» **Texto de lectura**:
####
Invictus

Crítica de Leo Aquiba Senderovsky - ¿Crítico Yo?

Cada regreso de Clint Eastwood es una delicia para quienes amamos el cine. Últimamente, este placer se repite con mayor recurrencia. Con más de ochenta años, Eastwood se empecina en correr contra el tiempo y, hasta ahora, le viene ganando la pulseada, lanzando una película o más por año, y una mejor que la otra, algo que muy pocos realizadores pueden imitar. Además de la calidad superlativa de sus films, Eastwood se esfuerza en hacer de cada uno de sus últimos ejemplares una auténtica declaración de principios ideológicos. Así, el Walt Kowalski de Gran Torino, interpretado por Eastwood en su último papel frente a cámaras, un retrógrado veterano de guerra capaz de regenerar su modo de pensar y de establecer un férreo vínculo con una familia oriental, se emparenta en su resolución ideológica con Nelson Mandela, todo un símbolo en la lucha por la convivencia interracial.
####
Etiquetas de puntos de objetos
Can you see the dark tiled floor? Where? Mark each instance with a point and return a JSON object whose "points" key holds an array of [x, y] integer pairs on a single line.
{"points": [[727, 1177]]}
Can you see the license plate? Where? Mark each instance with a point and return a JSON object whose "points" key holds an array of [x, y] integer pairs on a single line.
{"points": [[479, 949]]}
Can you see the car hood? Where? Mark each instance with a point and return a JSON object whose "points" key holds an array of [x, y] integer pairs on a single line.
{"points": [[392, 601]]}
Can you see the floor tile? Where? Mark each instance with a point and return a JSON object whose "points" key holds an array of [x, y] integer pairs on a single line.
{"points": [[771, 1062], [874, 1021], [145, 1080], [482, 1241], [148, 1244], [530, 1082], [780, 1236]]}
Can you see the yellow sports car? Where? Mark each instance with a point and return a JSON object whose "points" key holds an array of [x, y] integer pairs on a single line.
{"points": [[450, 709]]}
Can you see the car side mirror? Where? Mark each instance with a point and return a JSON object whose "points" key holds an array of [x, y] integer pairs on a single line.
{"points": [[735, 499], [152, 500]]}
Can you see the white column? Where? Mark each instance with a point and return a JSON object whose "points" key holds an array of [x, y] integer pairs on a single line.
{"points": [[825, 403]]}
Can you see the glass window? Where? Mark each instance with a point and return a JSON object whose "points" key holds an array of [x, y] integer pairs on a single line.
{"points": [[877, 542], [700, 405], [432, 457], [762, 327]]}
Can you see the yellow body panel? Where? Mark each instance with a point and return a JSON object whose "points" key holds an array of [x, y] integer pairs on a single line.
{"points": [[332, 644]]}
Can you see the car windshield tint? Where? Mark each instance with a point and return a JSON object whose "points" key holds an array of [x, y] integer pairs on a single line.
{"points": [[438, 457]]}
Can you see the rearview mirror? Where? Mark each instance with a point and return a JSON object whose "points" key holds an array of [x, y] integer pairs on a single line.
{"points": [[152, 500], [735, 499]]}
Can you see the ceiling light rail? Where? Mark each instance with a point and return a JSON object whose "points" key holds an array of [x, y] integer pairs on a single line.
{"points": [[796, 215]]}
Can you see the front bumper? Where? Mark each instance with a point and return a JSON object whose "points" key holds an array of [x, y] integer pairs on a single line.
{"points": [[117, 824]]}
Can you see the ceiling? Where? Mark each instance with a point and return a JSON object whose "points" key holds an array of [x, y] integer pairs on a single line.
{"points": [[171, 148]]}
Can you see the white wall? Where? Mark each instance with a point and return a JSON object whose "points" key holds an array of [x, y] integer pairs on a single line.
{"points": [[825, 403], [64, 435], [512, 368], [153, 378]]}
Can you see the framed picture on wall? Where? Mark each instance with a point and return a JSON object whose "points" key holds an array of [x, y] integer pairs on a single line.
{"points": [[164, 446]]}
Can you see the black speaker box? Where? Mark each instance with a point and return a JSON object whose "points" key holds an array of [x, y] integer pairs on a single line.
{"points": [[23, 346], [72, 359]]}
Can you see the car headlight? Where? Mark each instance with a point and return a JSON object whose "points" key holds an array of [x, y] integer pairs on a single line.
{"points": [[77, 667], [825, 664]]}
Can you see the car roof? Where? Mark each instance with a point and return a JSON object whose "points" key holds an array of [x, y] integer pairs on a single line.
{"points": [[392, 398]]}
####
» **Ejercicio escrito 1**: Según la crítica de Invictus, ¿qué personaje interpretó Eastwood en Gran Torino?
» **Ejercicio escrito 2**: Resume de forma más breve el párrafo de la crítica de Invictus que comienza con "Cada regreso de Clint Eastwood", conservando sus datos principales.
» **Ejercicio escrito 3**: Copia tal cual el fragmento de la crítica de Invictus que empieza en las palabras "Cada regreso de" y termina después de "la convivencia interracial.".
El listado proviene de otra fuente.

» **Respuesta escrita 1**: Walt Kowalski.

» **Respuesta escrita 2**: Con más de ochenta años, Clint Eastwood estrena una o más películas por año, cada una mejor que la anterior, algo que pocos realizadores logran. Además de su gran calidad, sus últimos films son declaraciones de principios ideológicos. Así, el Walt Kowalski de Gran Torino, último papel de Eastwood frente a cámaras, es un veterano retrógrado que cambia su modo de pensar y se une a una familia oriental. En su resolución ideológica se emparenta con Nelson Mandela, símbolo de la convivencia interracial.

» **Respuesta escrita 3**:
Cada regreso de Clint Eastwood es una delicia para quienes amamos el cine. Últimamente, este placer se repite con mayor recurrencia. Con más de ochenta años, Eastwood se empecina en correr contra el tiempo y, hasta ahora, le viene ganando la pulseada, lanzando una película o más por año, y una mejor que la otra, algo que muy pocos realizadores pueden imitar. Además de la calidad superlativa de sus films, Eastwood se esfuerza en hacer de cada uno de sus últimos ejemplares una auténtica declaración de principios ideológicos. Así, el Walt Kowalski de Gran Torino, interpretado por Eastwood en su último papel frente a cámaras, un retrógrado veterano de guerra capaz de regenerar su modo de pensar y de establecer un férreo vínculo con una familia oriental, se emparenta en su resolución ideológica con Nelson Mandela, todo un símbolo en la lucha por la convivencia interracial.